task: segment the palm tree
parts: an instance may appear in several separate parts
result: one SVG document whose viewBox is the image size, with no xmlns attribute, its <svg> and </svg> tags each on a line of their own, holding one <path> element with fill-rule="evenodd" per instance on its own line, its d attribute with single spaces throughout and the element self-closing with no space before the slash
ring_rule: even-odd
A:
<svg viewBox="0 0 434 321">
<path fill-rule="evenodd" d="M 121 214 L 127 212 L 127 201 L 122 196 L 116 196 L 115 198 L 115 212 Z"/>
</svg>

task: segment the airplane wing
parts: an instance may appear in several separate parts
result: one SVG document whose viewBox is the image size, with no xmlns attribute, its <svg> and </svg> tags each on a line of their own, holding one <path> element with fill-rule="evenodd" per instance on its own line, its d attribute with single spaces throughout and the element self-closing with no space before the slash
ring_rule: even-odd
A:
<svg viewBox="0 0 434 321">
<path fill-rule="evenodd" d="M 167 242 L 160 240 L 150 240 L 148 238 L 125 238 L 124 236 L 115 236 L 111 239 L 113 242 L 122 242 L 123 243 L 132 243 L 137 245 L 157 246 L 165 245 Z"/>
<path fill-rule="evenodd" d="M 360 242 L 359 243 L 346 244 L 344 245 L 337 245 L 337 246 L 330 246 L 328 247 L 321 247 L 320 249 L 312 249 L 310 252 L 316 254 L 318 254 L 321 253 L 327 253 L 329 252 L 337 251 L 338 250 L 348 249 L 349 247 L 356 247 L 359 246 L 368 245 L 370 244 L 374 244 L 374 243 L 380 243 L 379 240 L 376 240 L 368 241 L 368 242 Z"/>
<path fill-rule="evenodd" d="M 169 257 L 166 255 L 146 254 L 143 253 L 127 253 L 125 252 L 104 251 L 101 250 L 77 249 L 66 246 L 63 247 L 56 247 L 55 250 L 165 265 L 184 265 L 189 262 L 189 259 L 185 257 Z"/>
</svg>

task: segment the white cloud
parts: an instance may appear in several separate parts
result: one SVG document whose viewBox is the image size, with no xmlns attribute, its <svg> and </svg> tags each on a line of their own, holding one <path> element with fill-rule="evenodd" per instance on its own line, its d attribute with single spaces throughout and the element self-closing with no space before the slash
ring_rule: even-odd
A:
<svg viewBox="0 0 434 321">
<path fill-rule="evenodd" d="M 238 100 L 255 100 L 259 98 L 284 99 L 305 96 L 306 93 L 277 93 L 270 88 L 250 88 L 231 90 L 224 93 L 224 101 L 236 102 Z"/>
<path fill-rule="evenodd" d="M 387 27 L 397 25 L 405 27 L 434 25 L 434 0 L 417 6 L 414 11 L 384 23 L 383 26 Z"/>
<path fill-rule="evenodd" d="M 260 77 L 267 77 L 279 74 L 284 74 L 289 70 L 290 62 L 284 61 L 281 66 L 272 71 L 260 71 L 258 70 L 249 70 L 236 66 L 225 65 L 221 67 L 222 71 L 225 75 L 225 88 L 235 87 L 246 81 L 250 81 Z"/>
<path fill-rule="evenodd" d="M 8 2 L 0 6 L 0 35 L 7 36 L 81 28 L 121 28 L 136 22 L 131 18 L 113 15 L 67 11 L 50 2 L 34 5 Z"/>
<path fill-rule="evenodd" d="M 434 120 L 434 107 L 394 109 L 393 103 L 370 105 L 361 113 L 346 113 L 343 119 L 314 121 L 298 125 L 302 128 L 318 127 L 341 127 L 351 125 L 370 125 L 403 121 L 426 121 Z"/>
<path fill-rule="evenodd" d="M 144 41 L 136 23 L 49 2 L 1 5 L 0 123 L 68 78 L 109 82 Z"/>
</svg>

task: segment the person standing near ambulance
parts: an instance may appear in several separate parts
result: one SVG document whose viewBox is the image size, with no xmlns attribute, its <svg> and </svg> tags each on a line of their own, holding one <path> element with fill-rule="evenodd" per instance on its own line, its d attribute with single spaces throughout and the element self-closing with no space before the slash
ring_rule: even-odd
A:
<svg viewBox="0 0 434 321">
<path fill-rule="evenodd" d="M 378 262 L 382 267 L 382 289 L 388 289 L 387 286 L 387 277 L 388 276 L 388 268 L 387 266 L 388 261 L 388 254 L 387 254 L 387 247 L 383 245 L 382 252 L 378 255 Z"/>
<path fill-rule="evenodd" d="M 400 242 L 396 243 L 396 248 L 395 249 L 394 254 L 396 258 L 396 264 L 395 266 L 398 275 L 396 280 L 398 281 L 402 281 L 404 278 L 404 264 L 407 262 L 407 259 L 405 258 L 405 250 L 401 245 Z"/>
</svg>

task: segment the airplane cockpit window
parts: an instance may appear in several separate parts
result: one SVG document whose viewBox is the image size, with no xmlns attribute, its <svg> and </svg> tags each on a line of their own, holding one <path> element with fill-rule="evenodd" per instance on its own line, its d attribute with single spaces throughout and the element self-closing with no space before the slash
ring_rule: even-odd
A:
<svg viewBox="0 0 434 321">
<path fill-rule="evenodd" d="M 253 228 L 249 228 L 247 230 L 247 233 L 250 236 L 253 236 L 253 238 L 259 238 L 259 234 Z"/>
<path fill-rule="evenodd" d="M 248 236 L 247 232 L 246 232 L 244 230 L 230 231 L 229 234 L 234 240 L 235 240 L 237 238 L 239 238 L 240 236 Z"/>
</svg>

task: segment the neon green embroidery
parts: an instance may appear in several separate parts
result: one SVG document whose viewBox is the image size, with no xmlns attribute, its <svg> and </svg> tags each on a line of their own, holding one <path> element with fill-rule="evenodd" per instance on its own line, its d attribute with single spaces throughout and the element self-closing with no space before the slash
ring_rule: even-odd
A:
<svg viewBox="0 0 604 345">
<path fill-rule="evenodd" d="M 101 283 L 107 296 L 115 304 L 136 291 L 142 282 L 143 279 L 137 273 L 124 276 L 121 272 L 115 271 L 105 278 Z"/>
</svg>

[PROBLEM TO WORK ON]
Can you format all of the data above as a JSON list of strings, with one string per line and the blank lines left out?

[RESULT FOR THIS EXERCISE]
[
  "task: segment the palm tree",
  "parts: an instance may appear in several separate parts",
  "result: one SVG document whose viewBox is the image size, with no xmlns attribute, its <svg> and </svg> tags each on a line of their own, holding one <path> element with fill-rule=\"evenodd\" per instance on its own line, its d attribute with single spaces throughout and the element self-closing with no space before the slash",
  "ring_rule: even-odd",
  "A:",
  "<svg viewBox=\"0 0 434 321\">",
  "<path fill-rule=\"evenodd\" d=\"M 121 214 L 127 212 L 127 201 L 122 196 L 116 196 L 115 198 L 115 212 Z\"/>",
  "</svg>",
  "task: segment the airplane wing",
  "parts: an instance may appear in several separate parts",
  "result: one SVG document whose viewBox is the image size, with no xmlns attribute, its <svg> and </svg> tags each on a line of their own, holding one <path> element with fill-rule=\"evenodd\" per instance on its own line, its d attribute with single spaces throughout and the element self-closing with no space before the slash",
  "ring_rule: even-odd",
  "A:",
  "<svg viewBox=\"0 0 434 321\">",
  "<path fill-rule=\"evenodd\" d=\"M 167 242 L 160 240 L 150 240 L 148 238 L 125 238 L 124 236 L 115 236 L 111 239 L 113 242 L 122 242 L 123 243 L 132 243 L 137 245 L 157 246 L 165 245 Z\"/>",
  "<path fill-rule=\"evenodd\" d=\"M 360 242 L 359 243 L 346 244 L 344 245 L 337 245 L 337 246 L 330 246 L 328 247 L 321 247 L 320 249 L 312 249 L 310 252 L 316 254 L 318 254 L 321 253 L 327 253 L 329 252 L 337 251 L 338 250 L 348 249 L 349 247 L 356 247 L 359 246 L 368 245 L 370 244 L 374 244 L 374 243 L 380 243 L 379 240 L 376 240 L 368 241 L 368 242 Z\"/>",
  "<path fill-rule=\"evenodd\" d=\"M 169 257 L 166 255 L 146 254 L 143 253 L 127 253 L 125 252 L 104 251 L 101 250 L 77 249 L 66 246 L 63 247 L 56 247 L 55 250 L 165 265 L 184 265 L 189 262 L 189 259 L 185 257 Z\"/>",
  "</svg>",
  "task: segment the white cloud",
  "parts: an instance may appear in several separate parts",
  "result: one SVG document whose viewBox is the image size, with no xmlns attribute, its <svg> and </svg> tags each on a line of their own, holding one <path> element with fill-rule=\"evenodd\" per instance on its own line, its d attribute with single spaces throughout and the element self-closing with no space before the slash",
  "ring_rule: even-odd",
  "A:",
  "<svg viewBox=\"0 0 434 321\">",
  "<path fill-rule=\"evenodd\" d=\"M 238 100 L 255 100 L 259 98 L 284 99 L 305 96 L 306 93 L 277 93 L 270 88 L 250 88 L 231 90 L 224 93 L 224 101 L 236 102 Z\"/>",
  "<path fill-rule=\"evenodd\" d=\"M 387 27 L 397 25 L 405 27 L 434 25 L 434 0 L 417 6 L 414 11 L 384 23 L 383 26 Z\"/>",
  "<path fill-rule=\"evenodd\" d=\"M 260 77 L 267 77 L 279 74 L 284 74 L 289 70 L 290 62 L 284 61 L 281 66 L 272 71 L 260 71 L 258 70 L 249 70 L 236 66 L 225 65 L 221 67 L 222 71 L 225 75 L 225 88 L 235 87 L 246 81 L 250 81 Z\"/>",
  "<path fill-rule=\"evenodd\" d=\"M 8 2 L 0 6 L 0 35 L 7 36 L 81 28 L 121 28 L 136 22 L 131 18 L 113 15 L 67 11 L 50 2 L 34 5 Z\"/>",
  "<path fill-rule=\"evenodd\" d=\"M 434 120 L 434 107 L 394 109 L 393 103 L 370 105 L 361 113 L 346 113 L 343 119 L 314 121 L 298 125 L 302 128 L 318 127 L 341 127 L 351 125 L 370 125 L 403 121 L 426 121 Z\"/>",
  "<path fill-rule=\"evenodd\" d=\"M 144 41 L 136 23 L 49 2 L 1 5 L 0 123 L 68 78 L 109 82 Z\"/>",
  "</svg>",
  "task: segment the person standing near ambulance",
  "parts: an instance may appear in several separate parts",
  "result: one SVG document whose viewBox is the image size, with no xmlns attribute, its <svg> and </svg> tags each on a line of their own, holding one <path> element with fill-rule=\"evenodd\" per instance on its own line, its d attribute with single spaces throughout and the element self-closing with no space before the slash",
  "ring_rule: even-odd",
  "A:",
  "<svg viewBox=\"0 0 434 321\">",
  "<path fill-rule=\"evenodd\" d=\"M 378 262 L 382 267 L 382 289 L 388 289 L 387 286 L 387 277 L 388 276 L 388 268 L 387 266 L 388 261 L 388 254 L 387 254 L 387 247 L 383 245 L 382 252 L 378 255 Z\"/>",
  "<path fill-rule=\"evenodd\" d=\"M 400 242 L 396 243 L 396 248 L 395 249 L 394 254 L 396 258 L 396 264 L 395 266 L 398 275 L 396 280 L 398 281 L 402 281 L 404 278 L 404 264 L 407 262 L 407 259 L 405 258 L 405 250 L 401 245 Z\"/>",
  "</svg>",
  "task: segment the airplane cockpit window",
  "parts: an instance may appear in several separate parts",
  "result: one SVG document whose viewBox is the image size, with no xmlns attribute, its <svg> and </svg> tags each on a line of their own, holding one <path> element with fill-rule=\"evenodd\" per instance on its own line, its d attribute with single spaces throughout and the element self-closing with no space before the slash",
  "ring_rule: even-odd",
  "A:",
  "<svg viewBox=\"0 0 434 321\">",
  "<path fill-rule=\"evenodd\" d=\"M 253 228 L 249 228 L 247 230 L 247 233 L 250 236 L 253 236 L 253 238 L 259 238 L 259 234 Z\"/>",
  "<path fill-rule=\"evenodd\" d=\"M 248 236 L 247 232 L 246 232 L 244 230 L 230 231 L 229 234 L 234 240 L 235 240 L 237 238 L 239 238 L 240 236 Z\"/>",
  "</svg>",
  "task: segment the neon green embroidery",
  "parts: an instance may appear in several separate parts",
  "result: one SVG document whose viewBox is the image size, with no xmlns attribute, its <svg> and </svg> tags each on a line of their own, holding one <path> element with fill-rule=\"evenodd\" per instance on its own line, its d attribute with single spaces throughout and the element self-closing with no space before the slash",
  "ring_rule: even-odd",
  "A:",
  "<svg viewBox=\"0 0 604 345\">",
  "<path fill-rule=\"evenodd\" d=\"M 101 283 L 107 296 L 115 304 L 136 291 L 142 282 L 143 279 L 137 273 L 124 276 L 121 272 L 115 271 L 105 278 Z\"/>",
  "</svg>"
]